======== EXTRACTED RECORDS

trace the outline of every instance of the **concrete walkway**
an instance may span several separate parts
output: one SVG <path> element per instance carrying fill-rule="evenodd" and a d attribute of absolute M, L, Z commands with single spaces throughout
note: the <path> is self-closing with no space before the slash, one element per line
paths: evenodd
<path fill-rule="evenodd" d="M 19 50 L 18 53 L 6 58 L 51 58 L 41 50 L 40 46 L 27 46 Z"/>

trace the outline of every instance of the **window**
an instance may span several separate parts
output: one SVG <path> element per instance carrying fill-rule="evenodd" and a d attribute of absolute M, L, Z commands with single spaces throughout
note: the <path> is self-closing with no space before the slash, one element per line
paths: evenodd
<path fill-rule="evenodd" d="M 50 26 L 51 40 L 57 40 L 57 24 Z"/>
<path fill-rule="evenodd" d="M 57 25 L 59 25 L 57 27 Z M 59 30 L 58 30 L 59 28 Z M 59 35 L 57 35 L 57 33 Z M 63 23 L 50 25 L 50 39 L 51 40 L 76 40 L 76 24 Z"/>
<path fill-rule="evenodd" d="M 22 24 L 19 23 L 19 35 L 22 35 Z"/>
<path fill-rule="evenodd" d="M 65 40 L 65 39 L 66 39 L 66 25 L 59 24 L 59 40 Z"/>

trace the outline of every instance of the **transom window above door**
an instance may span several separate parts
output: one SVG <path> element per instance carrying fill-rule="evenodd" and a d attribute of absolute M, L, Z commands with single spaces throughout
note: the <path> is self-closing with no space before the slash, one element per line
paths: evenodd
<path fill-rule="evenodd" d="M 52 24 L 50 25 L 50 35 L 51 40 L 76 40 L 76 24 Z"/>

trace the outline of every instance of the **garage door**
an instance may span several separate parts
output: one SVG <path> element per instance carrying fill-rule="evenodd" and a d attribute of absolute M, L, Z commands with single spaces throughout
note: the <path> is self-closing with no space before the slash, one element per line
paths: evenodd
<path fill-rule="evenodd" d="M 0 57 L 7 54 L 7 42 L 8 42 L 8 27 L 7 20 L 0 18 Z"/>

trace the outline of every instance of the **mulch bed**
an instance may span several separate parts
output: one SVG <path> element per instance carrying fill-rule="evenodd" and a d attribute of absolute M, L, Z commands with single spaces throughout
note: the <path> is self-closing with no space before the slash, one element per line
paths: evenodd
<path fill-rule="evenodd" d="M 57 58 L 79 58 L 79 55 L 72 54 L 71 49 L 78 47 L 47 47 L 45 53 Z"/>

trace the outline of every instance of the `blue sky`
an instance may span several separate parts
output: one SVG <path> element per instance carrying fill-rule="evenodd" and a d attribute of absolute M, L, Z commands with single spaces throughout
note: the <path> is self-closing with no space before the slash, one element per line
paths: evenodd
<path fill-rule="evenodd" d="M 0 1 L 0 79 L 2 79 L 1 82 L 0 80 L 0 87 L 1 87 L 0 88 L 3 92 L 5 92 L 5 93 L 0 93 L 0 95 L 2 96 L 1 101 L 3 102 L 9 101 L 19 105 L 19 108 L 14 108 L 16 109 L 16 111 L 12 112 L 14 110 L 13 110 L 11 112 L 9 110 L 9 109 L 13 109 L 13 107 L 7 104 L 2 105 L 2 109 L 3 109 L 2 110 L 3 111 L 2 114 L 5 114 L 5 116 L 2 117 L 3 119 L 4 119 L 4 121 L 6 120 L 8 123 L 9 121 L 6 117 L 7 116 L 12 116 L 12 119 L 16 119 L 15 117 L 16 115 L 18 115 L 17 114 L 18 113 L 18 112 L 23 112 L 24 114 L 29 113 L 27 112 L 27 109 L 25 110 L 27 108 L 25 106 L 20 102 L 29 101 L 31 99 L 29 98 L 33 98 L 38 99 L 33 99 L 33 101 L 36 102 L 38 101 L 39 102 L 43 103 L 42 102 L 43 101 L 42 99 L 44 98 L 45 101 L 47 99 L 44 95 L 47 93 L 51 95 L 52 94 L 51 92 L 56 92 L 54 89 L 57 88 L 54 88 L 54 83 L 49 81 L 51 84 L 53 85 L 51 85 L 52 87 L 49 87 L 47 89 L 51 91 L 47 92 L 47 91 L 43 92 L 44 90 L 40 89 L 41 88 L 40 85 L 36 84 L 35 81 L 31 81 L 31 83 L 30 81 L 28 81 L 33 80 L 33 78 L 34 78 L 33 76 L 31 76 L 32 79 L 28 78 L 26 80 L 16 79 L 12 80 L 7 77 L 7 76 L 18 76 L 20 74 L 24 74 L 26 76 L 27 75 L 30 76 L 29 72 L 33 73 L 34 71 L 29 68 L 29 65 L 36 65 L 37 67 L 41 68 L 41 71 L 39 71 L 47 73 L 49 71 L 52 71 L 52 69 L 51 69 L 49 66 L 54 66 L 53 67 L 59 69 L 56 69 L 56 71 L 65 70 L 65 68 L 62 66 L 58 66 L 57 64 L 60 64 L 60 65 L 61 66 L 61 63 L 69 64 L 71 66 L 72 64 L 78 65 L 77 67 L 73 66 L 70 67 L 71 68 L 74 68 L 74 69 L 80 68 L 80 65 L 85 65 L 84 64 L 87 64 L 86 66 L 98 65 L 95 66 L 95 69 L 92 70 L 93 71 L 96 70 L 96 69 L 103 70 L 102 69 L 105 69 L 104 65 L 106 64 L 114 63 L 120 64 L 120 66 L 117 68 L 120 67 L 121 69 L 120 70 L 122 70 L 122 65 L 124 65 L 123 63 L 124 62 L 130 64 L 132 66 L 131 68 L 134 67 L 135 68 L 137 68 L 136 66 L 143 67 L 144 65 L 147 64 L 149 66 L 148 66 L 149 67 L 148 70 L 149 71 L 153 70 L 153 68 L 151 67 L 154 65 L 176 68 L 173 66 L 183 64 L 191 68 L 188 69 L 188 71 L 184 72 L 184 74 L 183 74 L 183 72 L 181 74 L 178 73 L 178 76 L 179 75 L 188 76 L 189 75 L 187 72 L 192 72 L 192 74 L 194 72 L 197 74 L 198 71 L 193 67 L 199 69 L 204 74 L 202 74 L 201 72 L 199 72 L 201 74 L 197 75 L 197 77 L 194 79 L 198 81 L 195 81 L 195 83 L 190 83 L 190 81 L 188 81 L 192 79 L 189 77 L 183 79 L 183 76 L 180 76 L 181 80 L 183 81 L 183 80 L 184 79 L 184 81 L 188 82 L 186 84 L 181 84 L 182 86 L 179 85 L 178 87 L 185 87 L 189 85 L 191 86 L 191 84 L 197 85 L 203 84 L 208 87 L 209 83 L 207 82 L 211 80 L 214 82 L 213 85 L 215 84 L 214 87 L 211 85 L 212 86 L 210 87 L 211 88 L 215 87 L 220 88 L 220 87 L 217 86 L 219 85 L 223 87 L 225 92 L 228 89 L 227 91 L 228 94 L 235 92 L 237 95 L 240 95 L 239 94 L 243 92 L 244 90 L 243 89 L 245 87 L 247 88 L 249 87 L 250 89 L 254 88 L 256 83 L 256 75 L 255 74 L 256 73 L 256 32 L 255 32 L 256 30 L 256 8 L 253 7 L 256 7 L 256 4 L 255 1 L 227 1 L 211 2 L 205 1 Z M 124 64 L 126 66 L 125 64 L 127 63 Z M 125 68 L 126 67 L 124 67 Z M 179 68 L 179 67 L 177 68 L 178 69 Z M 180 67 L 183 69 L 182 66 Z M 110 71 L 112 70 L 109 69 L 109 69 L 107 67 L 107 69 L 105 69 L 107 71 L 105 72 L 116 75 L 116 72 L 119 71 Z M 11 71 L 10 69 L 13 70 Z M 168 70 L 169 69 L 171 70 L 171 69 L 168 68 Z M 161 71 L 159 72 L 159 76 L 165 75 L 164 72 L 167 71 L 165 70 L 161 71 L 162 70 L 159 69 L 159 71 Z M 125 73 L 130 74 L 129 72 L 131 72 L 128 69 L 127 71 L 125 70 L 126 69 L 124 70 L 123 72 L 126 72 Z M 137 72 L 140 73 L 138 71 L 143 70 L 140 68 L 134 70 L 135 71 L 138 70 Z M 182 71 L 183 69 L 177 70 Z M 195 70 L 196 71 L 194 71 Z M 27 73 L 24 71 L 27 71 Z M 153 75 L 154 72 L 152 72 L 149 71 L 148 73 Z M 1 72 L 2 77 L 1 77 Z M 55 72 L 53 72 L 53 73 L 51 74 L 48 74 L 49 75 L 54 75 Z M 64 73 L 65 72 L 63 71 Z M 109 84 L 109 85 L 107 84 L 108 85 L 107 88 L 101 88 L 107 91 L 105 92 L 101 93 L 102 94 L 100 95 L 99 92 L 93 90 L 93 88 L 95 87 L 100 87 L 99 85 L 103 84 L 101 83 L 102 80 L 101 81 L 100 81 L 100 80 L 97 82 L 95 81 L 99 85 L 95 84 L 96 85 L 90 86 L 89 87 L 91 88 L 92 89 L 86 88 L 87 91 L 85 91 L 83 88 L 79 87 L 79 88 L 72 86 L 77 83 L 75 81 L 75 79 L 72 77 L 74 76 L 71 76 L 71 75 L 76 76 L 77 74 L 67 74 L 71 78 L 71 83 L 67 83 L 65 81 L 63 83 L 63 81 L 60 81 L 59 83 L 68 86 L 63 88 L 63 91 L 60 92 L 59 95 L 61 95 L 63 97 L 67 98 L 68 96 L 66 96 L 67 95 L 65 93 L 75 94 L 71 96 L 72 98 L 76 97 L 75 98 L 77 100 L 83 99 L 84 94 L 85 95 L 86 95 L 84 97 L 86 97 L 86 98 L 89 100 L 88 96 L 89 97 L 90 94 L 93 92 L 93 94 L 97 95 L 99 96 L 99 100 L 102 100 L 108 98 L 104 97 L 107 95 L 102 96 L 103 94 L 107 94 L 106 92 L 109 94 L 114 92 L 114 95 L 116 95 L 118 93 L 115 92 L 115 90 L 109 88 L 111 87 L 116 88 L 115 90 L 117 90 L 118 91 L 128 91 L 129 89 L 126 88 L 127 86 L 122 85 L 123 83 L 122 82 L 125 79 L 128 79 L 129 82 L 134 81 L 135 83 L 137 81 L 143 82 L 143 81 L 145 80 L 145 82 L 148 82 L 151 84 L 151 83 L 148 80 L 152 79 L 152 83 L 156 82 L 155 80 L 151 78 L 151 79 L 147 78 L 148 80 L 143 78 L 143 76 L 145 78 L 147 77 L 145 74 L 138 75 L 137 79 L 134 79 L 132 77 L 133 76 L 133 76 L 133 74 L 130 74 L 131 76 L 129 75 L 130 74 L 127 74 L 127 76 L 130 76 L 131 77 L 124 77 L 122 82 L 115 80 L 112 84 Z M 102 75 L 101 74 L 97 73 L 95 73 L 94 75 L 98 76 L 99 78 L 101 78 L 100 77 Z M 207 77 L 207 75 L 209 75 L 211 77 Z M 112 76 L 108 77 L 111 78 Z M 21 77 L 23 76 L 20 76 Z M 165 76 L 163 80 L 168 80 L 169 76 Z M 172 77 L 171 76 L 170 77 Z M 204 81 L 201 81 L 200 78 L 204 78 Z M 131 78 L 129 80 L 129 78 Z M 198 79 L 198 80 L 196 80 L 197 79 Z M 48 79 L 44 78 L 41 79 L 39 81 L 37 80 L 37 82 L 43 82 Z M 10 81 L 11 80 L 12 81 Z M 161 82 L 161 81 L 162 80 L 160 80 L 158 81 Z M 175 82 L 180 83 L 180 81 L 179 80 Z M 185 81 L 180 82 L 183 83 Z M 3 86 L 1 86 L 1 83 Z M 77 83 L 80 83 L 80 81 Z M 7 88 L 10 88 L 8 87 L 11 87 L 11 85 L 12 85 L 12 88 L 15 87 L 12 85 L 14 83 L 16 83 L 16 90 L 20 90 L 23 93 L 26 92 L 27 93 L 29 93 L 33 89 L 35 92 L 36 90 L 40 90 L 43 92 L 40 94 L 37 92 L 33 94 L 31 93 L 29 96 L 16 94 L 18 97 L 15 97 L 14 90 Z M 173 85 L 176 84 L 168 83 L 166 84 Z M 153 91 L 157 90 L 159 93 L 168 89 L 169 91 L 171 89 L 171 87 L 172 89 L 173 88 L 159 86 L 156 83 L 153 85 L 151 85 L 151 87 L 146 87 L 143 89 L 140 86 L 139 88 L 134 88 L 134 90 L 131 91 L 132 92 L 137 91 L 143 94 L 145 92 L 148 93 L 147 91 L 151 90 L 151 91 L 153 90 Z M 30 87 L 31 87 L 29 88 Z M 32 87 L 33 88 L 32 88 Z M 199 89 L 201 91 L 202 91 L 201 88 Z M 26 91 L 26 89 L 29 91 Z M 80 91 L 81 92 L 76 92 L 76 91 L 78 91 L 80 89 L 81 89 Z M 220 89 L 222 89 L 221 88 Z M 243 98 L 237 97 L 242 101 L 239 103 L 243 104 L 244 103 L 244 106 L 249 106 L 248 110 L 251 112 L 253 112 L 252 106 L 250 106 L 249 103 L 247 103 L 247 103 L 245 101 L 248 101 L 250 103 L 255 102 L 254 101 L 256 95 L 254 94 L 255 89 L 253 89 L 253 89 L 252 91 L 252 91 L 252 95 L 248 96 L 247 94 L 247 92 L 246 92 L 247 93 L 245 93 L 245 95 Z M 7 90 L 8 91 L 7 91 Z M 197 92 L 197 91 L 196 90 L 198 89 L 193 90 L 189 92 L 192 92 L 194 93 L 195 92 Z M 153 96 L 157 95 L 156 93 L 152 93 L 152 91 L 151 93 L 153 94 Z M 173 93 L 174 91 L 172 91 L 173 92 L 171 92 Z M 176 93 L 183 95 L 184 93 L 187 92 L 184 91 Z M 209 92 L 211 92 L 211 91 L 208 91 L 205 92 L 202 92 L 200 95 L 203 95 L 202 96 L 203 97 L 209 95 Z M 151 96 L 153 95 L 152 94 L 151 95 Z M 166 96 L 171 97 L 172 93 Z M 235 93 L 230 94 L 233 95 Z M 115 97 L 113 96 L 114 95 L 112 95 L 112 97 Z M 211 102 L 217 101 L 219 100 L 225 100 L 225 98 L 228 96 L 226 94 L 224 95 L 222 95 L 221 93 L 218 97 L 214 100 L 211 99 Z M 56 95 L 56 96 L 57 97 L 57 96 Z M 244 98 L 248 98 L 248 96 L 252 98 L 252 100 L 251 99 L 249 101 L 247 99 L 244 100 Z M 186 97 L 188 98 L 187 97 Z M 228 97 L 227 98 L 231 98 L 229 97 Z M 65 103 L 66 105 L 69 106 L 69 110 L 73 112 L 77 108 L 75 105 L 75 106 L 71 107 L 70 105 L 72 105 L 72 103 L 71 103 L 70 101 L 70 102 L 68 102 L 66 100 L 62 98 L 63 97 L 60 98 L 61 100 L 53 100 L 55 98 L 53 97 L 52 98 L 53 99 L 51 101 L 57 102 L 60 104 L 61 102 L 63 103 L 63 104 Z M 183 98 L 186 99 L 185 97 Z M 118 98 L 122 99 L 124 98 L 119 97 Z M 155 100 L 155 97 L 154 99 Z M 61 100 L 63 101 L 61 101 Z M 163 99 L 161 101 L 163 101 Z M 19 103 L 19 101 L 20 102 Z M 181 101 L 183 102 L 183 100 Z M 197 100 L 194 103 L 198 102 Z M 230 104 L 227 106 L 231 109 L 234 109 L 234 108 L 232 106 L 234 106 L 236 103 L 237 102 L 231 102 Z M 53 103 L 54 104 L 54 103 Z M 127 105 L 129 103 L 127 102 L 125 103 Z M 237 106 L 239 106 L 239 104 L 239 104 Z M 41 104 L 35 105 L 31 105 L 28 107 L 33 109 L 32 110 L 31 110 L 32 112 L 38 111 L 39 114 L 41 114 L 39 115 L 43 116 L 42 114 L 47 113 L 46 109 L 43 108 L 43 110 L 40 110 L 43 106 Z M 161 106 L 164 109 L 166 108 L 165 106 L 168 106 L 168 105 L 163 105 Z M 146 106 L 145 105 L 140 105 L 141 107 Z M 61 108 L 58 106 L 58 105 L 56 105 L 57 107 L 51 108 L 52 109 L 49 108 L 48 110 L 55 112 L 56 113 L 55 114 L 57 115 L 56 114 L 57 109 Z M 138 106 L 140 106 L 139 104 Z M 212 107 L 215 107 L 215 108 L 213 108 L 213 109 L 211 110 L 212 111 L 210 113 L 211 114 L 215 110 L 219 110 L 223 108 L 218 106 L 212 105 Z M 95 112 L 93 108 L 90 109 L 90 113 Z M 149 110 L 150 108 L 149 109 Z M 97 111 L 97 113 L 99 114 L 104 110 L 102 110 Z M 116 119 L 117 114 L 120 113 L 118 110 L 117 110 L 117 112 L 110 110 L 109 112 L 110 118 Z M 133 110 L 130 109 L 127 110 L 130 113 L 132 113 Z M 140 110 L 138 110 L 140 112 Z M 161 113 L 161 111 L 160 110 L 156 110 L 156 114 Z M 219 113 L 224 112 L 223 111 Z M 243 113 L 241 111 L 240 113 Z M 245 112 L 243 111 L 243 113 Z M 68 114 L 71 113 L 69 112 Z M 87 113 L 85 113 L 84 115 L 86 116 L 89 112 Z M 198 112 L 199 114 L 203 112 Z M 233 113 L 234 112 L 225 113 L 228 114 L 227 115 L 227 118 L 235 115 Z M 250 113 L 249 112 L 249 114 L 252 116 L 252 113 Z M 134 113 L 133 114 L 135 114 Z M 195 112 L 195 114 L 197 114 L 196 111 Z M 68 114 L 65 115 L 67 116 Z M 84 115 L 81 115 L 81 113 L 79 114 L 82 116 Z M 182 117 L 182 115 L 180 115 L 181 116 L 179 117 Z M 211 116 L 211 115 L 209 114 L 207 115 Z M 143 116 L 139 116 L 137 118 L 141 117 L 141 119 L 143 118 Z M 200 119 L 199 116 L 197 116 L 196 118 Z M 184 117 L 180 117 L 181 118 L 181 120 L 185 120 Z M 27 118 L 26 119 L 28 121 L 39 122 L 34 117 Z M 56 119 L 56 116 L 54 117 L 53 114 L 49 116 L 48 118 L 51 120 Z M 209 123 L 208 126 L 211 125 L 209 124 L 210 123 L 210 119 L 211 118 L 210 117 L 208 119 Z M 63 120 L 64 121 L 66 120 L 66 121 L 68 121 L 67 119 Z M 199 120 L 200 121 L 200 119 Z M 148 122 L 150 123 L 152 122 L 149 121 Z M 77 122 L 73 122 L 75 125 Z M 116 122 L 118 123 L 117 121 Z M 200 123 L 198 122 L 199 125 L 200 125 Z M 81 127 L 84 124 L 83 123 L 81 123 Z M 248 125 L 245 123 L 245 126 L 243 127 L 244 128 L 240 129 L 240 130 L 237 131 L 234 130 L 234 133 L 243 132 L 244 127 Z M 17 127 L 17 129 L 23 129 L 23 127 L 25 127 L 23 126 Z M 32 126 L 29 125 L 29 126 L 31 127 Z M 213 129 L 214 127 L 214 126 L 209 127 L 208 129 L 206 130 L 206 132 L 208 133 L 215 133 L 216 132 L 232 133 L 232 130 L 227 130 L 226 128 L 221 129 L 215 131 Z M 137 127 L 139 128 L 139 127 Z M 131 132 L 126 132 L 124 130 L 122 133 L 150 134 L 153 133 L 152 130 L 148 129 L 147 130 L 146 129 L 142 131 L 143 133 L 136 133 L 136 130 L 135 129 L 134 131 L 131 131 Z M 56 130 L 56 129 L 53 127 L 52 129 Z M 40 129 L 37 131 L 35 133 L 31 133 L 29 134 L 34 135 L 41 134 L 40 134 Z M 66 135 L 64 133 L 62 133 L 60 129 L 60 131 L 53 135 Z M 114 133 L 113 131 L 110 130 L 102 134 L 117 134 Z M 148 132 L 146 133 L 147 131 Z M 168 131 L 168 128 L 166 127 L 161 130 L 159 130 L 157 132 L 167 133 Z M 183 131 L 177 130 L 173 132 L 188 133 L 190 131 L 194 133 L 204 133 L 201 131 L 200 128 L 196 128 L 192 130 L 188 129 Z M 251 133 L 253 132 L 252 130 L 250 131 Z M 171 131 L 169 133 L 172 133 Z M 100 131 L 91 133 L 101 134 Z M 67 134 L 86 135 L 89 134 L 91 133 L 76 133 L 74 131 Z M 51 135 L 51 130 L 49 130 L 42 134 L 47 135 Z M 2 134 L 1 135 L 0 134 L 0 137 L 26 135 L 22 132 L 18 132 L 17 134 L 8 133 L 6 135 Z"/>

================

▸ **DO THIS**: How many of the lines above contain the word "window"? Give only the number.

▸ **ANSWER**: 2